> _Problem to work on_: Starting with the line that contains "Target: stainless steel microwave" and stopping after the line that contains "Target: small decorative object on cabinet", return each line below exactly as written, with no others.

=== Supplied data ===

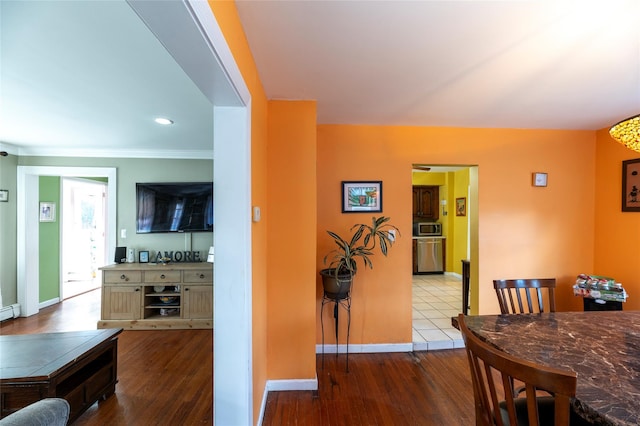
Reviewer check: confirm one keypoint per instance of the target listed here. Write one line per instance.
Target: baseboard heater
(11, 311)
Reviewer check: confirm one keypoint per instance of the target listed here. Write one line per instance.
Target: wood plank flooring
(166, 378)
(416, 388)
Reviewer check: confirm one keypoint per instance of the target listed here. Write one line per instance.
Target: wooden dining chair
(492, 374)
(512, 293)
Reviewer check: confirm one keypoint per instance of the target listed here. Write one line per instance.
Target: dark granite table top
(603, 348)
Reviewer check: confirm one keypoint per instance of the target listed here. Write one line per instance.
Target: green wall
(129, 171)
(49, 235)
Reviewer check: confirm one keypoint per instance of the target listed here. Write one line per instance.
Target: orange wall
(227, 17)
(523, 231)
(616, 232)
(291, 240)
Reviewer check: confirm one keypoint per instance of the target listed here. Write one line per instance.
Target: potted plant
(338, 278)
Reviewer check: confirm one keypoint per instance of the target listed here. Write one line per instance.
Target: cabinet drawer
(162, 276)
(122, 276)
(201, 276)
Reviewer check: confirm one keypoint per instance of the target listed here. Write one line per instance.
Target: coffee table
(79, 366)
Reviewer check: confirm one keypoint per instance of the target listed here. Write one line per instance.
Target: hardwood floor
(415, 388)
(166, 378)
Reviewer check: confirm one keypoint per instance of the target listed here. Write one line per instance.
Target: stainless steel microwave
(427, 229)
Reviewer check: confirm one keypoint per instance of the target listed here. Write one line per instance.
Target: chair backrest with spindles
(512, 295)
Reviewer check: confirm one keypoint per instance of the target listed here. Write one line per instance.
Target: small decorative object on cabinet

===
=== Supplied data ===

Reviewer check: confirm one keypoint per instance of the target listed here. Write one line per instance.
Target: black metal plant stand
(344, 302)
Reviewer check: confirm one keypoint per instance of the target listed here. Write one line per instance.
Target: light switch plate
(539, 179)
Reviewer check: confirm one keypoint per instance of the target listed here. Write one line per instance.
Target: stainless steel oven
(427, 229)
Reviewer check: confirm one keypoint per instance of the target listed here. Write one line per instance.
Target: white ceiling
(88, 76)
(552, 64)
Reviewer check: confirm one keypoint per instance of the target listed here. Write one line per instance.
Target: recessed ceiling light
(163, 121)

===
=== Supplied data ===

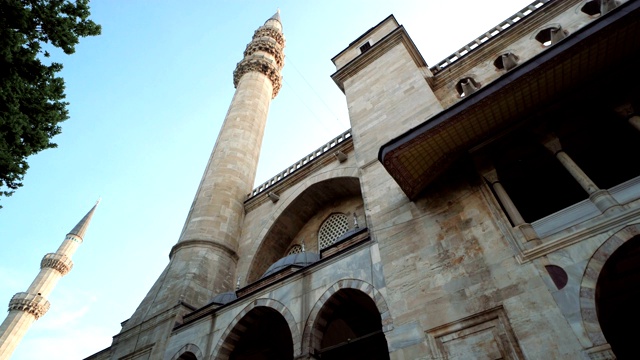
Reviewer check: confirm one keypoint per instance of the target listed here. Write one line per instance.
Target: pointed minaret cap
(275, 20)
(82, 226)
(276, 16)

===

> _Answer to the exercise_:
Target: stainless steel microwave
(427, 229)
Reviewer check: confirm one keypoint per instance of the target listed here. Write one line per instance.
Target: chair backrest with spindles
(512, 295)
Reviewer check: confirm one keypoint per instance of the target listed here. Write one line per instance.
Target: small decorative object on cabinet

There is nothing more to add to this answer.